Please repeat every line below exactly, from the first to the last.

***

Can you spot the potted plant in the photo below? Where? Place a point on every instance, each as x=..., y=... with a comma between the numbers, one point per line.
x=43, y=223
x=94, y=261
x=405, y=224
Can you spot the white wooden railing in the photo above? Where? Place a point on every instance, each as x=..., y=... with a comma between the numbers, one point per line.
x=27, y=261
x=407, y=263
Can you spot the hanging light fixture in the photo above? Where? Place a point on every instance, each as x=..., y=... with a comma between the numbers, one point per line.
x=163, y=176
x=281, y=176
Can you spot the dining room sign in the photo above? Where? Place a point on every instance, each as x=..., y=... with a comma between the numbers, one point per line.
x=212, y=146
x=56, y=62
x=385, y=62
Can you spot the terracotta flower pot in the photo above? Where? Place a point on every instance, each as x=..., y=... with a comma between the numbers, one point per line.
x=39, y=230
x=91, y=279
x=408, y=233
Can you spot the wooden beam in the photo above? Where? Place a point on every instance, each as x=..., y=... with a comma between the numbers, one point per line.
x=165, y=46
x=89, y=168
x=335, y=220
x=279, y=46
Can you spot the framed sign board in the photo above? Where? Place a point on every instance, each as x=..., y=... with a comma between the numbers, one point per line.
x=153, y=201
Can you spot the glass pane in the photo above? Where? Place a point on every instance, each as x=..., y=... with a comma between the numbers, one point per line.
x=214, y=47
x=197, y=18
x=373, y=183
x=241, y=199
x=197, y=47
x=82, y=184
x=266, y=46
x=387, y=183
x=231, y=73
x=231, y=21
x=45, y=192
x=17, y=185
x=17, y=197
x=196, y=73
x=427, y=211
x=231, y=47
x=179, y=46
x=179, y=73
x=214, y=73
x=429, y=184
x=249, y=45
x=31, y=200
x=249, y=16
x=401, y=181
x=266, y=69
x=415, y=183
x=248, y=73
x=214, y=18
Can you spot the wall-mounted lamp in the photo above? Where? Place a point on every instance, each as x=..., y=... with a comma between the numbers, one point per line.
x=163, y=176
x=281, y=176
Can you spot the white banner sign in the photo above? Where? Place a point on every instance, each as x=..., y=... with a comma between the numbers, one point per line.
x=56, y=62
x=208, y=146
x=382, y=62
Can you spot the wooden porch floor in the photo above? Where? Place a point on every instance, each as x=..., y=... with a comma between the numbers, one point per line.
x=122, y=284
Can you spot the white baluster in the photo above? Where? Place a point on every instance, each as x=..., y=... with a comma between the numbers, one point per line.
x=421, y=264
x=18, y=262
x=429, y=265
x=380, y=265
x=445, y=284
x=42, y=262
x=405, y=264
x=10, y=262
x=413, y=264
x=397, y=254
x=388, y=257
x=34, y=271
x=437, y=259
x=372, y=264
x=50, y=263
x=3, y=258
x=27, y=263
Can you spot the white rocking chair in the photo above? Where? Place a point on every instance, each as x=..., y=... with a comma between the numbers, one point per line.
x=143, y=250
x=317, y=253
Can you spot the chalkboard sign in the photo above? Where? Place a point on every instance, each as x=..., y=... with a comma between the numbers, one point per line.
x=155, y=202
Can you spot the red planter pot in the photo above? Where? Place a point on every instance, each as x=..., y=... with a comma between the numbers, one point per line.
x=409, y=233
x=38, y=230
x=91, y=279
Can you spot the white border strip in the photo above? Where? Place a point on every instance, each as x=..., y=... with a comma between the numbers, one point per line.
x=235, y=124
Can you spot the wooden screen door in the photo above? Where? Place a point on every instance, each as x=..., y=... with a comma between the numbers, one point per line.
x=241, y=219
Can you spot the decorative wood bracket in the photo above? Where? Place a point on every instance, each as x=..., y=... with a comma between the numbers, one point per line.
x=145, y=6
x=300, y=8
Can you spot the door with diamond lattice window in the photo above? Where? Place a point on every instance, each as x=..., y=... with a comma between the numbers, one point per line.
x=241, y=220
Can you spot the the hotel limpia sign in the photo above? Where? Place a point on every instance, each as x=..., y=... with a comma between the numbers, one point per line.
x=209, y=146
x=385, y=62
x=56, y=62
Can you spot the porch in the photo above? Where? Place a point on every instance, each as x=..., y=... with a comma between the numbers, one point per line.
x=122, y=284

***

§ **Reply to the task**
Can you spot the potted plant in the photo below? Where? Place a point on every instance, each as x=..., y=... with a comma between the numbers, one point per line.
x=43, y=223
x=94, y=261
x=405, y=224
Can you spot the white wooden railing in the photo above? Where? Place a point on every instance, each as x=..., y=... with a comma between the numbers, one point per line.
x=27, y=261
x=407, y=263
Can you spot the hanging light fixture in the photo above? Where? Place a point on every instance, each as x=..., y=... with a comma between the numbers, one point per line.
x=163, y=176
x=281, y=176
Can you spot the dining room sign in the photo above? Where? Place a point on every instance, each as x=..., y=... with a comma between the numbers, one point per line.
x=212, y=146
x=56, y=62
x=385, y=62
Can you spot the terracotta flower pot in the photo above? Where? Place a point on every instance, each as x=..., y=... with a comma between the numbers, one point per line.
x=39, y=230
x=91, y=279
x=408, y=233
Can you spot the wooden beam in the photo above? Where? Place a point on every instance, each as x=..., y=... with a comma between the numbers, one point per line.
x=165, y=46
x=89, y=168
x=335, y=220
x=279, y=46
Can you spot the framed sign board in the photo above? Where? Place a point on every instance, each as x=..., y=... with a comma between the numbers, one point per line.
x=153, y=201
Can you spot the glass pane in the photo above? Where? Place a point on every instance, each as x=..., y=... with a comma between the numbers, one point per line.
x=214, y=47
x=197, y=18
x=373, y=183
x=241, y=199
x=197, y=47
x=82, y=184
x=266, y=46
x=387, y=183
x=231, y=73
x=231, y=21
x=45, y=192
x=17, y=185
x=17, y=197
x=196, y=73
x=427, y=211
x=231, y=47
x=179, y=46
x=179, y=73
x=214, y=73
x=429, y=184
x=249, y=45
x=31, y=200
x=249, y=16
x=401, y=181
x=266, y=69
x=415, y=183
x=248, y=73
x=214, y=18
Can you spot the wall-mounted lamp in the photo above? Where? Place a point on every instance, each as x=..., y=... with a comma between the numbers, one point per line.
x=163, y=176
x=281, y=176
Can you spot the white banner sign in the photo above? Where? Place a point on every instance, each as x=..., y=... with a comma between the numbers, one point per line.
x=56, y=62
x=208, y=146
x=382, y=62
Can you spot the wooden porch floor in the photo above? Where? Place a point on every instance, each as x=..., y=... with a comma between the numbers, one point per line.
x=122, y=284
Can you spot the white baluster in the photo above? Where? Place a point on every instance, each as x=..., y=... with a comma between the numbers, one point per line.
x=421, y=264
x=18, y=262
x=429, y=265
x=380, y=265
x=445, y=284
x=42, y=262
x=405, y=264
x=10, y=262
x=413, y=264
x=397, y=254
x=388, y=257
x=34, y=271
x=437, y=259
x=372, y=264
x=50, y=263
x=3, y=258
x=27, y=263
Can you spot the white rocking chair in the photo above? Where? Place a point on every instance, each as x=..., y=... with a comma between the numbers, one point per line.
x=143, y=250
x=317, y=253
Can you spot the chalkboard sign in the photo above? Where? Place a point on every instance, each as x=..., y=... with a comma between the numbers, one point per line.
x=155, y=202
Can you spot the red planter pot in the photo above? Where? Place a point on every instance, each as x=..., y=... with a comma between the numbers, one point per line.
x=409, y=233
x=38, y=230
x=91, y=279
Can you spot the white border strip in the photo above? Where? Place a point on every instance, each as x=..., y=... with a comma between the numbers, one point per line.
x=235, y=124
Can you spot the wooden screen door in the photo above? Where? Place a point on every instance, each as x=..., y=... with a comma between the numbers, one point per line.
x=241, y=219
Can you spot the decorative wood bracket in the photo above? Where? Place a point on every instance, each as x=..., y=... with a comma between the numbers, one point per line.
x=145, y=6
x=300, y=8
Can you spot the door with diamond lattice window in the photo above? Where? Place a point on every instance, each as x=..., y=... with a comma between the numbers, one point per line.
x=241, y=220
Can you spot the the hotel limpia sign in the photo above? Where? Place a point on every instance, each as x=..., y=... with a comma between the numbers, one point per line.
x=209, y=146
x=385, y=62
x=56, y=62
Can you spot the porch in the photo above? Where? Place a point on every instance, each as x=..., y=... with a comma between the numbers, one point per line.
x=122, y=284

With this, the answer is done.